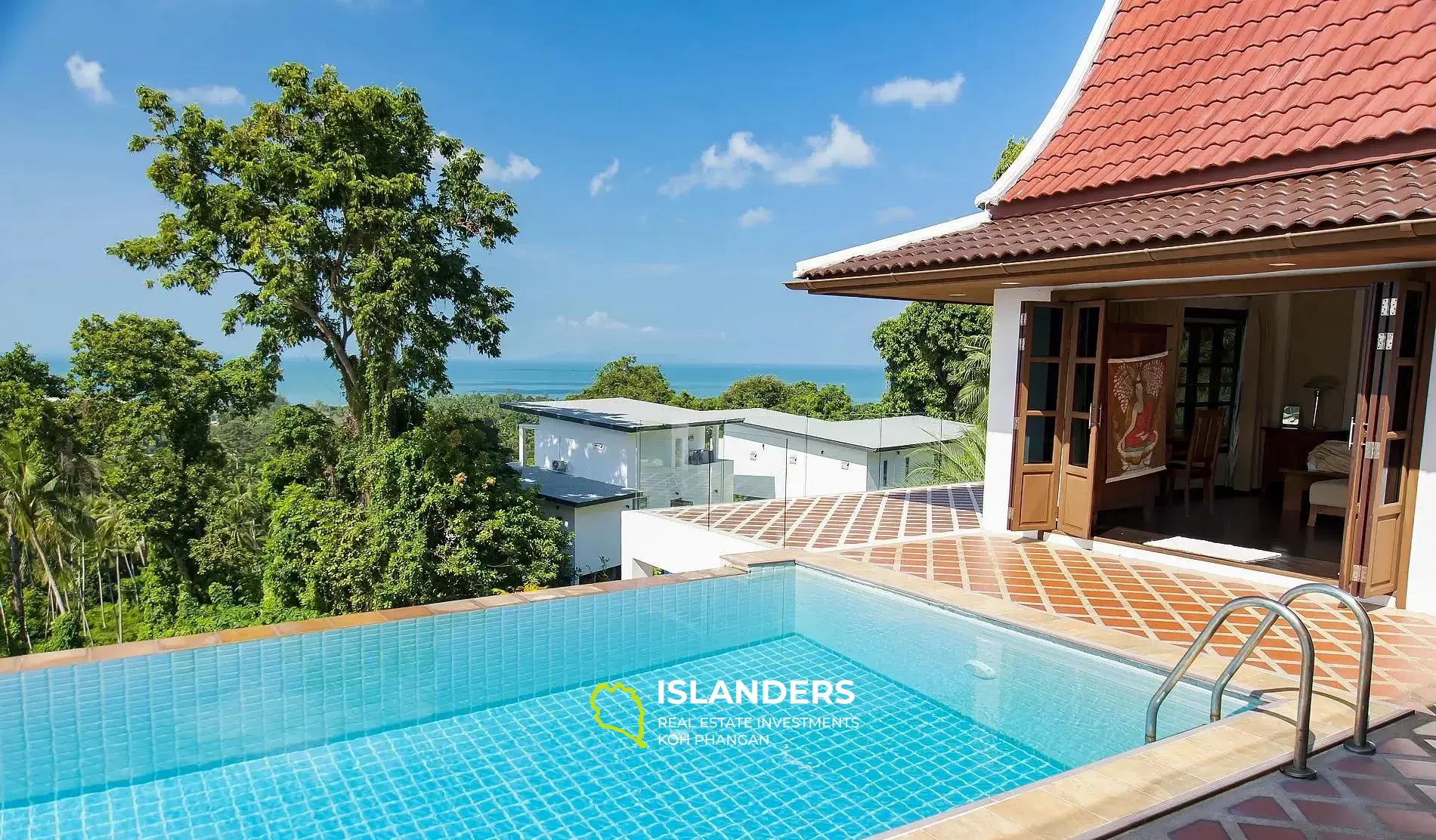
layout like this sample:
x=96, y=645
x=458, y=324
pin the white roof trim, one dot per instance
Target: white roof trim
x=1059, y=111
x=893, y=243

- Problem description
Format the lines above as a JSON list of strings, one string per line, with blank lines omitted. Leave the pictures out.

- Correct output
[
  "layout like this sample:",
  "x=96, y=645",
  "x=458, y=324",
  "pin the white roof trim, one dot per instance",
  "Target: white roof trim",
  "x=1059, y=111",
  "x=893, y=243"
]